* PROVIDED PASSAGE *
○ ○ ○
Standard Operating Procedure

Copper-64

Radiations emitted: Gamma & X-ray: 511 keV (36% abundance), 7-8 keV (34% abundance) Betas: 578 keV (37% abundance), 653 keV positron (18% abundance)

Shielding: Total absorption of beta radiation: 1.8 mm perspex Half value layer (HVL) for X and gamma rays 6 mm lead Tenth value layer (TVL) for X and gamma rays 17 mm lead

t½: 12.7 h

Radiolabeling process:

  1. Dilute Cu-64 solution into 0.05 M hydrochloric acid (HCl) to desired concentration or volume
  2. Suspend ligand into 0.25 M ammonium acetate buffer (NH4OAc) at the desired concentration in a vial
  3. Add appropriate concentration of activity to ligand
  4. Mix for 30 min at room temperature. Test labeling efficiency by HPLC or radio-TLC (20 mM EDTA/0.15 M NH4OAc). Free copper will travel with solvent.
  5. If free copper is still present stir of 60 min at 80 °C. Test labeling efficiency by HPLC or radio-TLC (20 mM EDTA/0.15 M NH4OAc).
  6. Ligand may be purified by Sep-Pak or HPLC.
○ ○ ○
* QUESTIONS ON THE MATERIAL *
**1)** According to the Copper-64 procedure, what is the half-life of copper-64?
**2)** Reproduce the Copper-64 procedure word for word from "5. If free copper" to "Sep-Pak or HPLC.".

Dataset entries
○ ○ ○
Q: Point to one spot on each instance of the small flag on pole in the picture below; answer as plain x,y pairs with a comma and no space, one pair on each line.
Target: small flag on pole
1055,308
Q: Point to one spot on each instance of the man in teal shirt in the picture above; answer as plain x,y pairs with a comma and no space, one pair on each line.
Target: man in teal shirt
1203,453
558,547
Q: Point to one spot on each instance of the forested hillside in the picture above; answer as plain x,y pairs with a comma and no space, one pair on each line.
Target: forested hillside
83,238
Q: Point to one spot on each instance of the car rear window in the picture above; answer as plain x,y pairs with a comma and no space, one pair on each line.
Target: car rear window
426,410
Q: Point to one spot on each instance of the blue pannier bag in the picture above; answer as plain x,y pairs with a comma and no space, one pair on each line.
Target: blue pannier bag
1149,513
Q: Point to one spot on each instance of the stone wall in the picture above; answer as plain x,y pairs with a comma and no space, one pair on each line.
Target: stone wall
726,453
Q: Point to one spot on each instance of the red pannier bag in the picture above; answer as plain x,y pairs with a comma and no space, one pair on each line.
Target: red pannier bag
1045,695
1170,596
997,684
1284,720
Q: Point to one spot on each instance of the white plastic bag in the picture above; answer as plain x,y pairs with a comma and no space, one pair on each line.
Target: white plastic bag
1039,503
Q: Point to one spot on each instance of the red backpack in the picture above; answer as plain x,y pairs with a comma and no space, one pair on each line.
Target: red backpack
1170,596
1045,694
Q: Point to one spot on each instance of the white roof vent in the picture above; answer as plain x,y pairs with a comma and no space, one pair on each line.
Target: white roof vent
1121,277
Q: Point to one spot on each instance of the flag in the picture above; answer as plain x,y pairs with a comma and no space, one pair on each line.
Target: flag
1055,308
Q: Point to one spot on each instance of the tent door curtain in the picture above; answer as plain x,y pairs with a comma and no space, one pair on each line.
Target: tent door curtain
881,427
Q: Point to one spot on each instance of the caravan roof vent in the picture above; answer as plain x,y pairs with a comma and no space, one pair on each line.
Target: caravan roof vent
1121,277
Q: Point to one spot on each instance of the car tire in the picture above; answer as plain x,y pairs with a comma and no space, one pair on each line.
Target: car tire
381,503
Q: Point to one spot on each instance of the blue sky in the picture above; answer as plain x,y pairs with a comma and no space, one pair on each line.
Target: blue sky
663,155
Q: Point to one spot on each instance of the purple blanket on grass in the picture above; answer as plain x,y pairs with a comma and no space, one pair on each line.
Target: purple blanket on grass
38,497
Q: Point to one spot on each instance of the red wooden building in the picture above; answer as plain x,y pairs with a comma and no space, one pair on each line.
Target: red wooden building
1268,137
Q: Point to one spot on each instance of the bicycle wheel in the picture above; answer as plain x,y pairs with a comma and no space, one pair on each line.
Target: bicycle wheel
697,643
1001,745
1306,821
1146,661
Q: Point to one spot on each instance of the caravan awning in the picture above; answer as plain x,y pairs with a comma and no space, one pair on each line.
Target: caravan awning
○ ○ ○
* RESPONSE LIST *
**1)** 12.7 hours

**2)**
5. If free copper is still present stir of 60 min at 80 °C. Test labeling efficiency by HPLC or radio-TLC (20 mM EDTA/0.15 M NH4OAc).
  6. Ligand may be purified by Sep-Pak or HPLC.